Goal 1:
Give the records as a numbered list, starting at the first line of the records and ending at the line that contains "[0,104,183,183]", with blank lines omitted.

Text segment:
Bird Is the Word

From The Best American Poetry 2017 comes one of those poems that has a line jumping off the page. OK, in honor of its topic, maybe flying off the page works better.

The poem, “Grackle” by Meg Kearney, originally appeared in The Massachusetts Review. Read it and see if you notice the same line I did.

 

Grackle
by Meg Kearney

What a grackle is doing perched on the rail
of her baby’s crib, noiselessly twitching its
tail, she doesn’t wonder. The way this baby
gleams he’s bound to catch a grackle’s
eye. Besides, birds have flit in and out
of these baby dreams forever. Sapsucker,
blue jay. Sparrow, kingfisher, titmouse.
She just likes to say grackle, a crack-your-
knuckles, hard-candy word. In the dream,
her baby’s black as a grackle, meaning
when she holds him to the light he shines
purple and blue, a glittery bronze. Silent
and nameless. Sometimes he is a she but
always the dream-baby is hers. That is
the miracle. Her nights of nursery rhymes
and sorrow. Of yellow quilts and song
birds. Enough to break a bow. Enough
to fell a cradle.

Goal 2:
According to the poetry page, in which publication did "Grackle" originally appear?

(Excerpts of labeled region data)
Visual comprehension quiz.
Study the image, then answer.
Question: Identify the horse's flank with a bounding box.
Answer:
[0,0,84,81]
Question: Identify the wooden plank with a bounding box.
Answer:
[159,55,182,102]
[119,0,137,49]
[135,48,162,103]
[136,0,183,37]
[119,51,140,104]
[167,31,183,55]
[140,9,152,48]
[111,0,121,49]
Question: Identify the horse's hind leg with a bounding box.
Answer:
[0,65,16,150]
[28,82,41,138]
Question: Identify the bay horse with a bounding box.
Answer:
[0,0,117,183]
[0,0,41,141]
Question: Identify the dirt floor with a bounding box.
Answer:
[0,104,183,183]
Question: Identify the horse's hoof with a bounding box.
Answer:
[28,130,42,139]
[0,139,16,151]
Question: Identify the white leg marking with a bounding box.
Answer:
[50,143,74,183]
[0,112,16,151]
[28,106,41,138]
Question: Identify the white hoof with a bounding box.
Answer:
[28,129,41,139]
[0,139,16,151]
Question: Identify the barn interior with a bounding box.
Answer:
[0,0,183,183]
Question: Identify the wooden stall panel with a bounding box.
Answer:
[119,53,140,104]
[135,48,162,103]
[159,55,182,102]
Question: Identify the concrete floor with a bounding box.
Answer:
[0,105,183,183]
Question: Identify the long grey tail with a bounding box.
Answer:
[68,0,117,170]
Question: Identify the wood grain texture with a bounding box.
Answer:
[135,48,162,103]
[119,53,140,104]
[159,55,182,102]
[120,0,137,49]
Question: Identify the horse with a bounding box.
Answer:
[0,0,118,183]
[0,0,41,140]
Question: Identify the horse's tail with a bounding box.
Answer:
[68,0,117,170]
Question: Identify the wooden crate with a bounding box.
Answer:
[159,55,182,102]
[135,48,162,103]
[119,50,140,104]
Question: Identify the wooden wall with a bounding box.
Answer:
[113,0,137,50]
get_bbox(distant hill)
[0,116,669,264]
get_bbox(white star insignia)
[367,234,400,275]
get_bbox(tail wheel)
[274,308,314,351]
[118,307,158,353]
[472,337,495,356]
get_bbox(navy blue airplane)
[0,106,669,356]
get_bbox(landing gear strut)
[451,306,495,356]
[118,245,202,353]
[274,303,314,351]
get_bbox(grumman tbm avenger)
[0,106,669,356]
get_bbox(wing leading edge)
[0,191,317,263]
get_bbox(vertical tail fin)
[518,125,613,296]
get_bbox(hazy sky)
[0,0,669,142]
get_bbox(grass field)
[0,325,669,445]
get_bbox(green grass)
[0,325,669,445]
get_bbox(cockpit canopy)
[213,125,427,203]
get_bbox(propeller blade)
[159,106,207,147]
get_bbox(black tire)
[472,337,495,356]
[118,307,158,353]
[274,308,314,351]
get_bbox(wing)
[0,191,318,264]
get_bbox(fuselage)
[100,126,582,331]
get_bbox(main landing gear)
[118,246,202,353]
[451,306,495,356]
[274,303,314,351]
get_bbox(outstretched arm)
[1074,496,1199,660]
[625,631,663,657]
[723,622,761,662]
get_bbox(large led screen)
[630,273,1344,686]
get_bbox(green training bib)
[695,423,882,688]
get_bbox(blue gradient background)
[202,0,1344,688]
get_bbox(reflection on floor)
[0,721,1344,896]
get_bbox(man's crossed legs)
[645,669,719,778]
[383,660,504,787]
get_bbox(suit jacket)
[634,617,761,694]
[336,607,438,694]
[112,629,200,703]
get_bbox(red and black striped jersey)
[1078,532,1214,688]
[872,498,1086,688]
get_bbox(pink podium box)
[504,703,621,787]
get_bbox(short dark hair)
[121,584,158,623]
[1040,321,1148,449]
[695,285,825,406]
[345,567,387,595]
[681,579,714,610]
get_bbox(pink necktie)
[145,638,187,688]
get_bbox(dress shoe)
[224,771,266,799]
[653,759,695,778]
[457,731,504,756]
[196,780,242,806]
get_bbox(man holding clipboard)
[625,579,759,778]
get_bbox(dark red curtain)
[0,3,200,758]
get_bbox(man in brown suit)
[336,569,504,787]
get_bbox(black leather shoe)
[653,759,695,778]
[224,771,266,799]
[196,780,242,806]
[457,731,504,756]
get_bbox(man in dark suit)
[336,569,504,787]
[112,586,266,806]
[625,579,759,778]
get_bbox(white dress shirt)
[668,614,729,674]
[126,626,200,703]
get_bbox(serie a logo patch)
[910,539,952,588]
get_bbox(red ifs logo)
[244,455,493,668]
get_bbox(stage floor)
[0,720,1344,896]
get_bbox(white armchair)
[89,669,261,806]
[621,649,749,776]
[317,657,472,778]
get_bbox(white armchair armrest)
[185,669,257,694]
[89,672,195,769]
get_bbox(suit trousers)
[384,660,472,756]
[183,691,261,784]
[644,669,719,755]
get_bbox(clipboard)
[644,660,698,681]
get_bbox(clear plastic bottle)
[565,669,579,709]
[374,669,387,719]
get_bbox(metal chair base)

Expected output 1:
1. Visual comprehension quiz.
2. Study the image, then answer.
3. Question: Identify the horse's flank with a bounding box.
4. Answer:
5. [0,0,84,81]
6. Question: Identify the wooden plank with a bounding box.
7. Answer:
8. [159,55,182,102]
9. [119,0,137,49]
10. [135,48,162,103]
11. [136,0,183,37]
12. [119,51,140,104]
13. [167,31,183,55]
14. [140,9,152,48]
15. [111,0,121,49]
16. Question: Identify the horse's hind leg with a bounding box.
17. Answer:
18. [0,65,16,150]
19. [28,82,41,138]
20. Question: Identify the bay horse with a bounding box.
21. Answer:
22. [0,0,117,183]
23. [0,0,41,141]
24. Question: Identify the dirt floor with a bounding box.
25. Answer:
26. [0,104,183,183]

Expected output 2:
The Massachusetts Review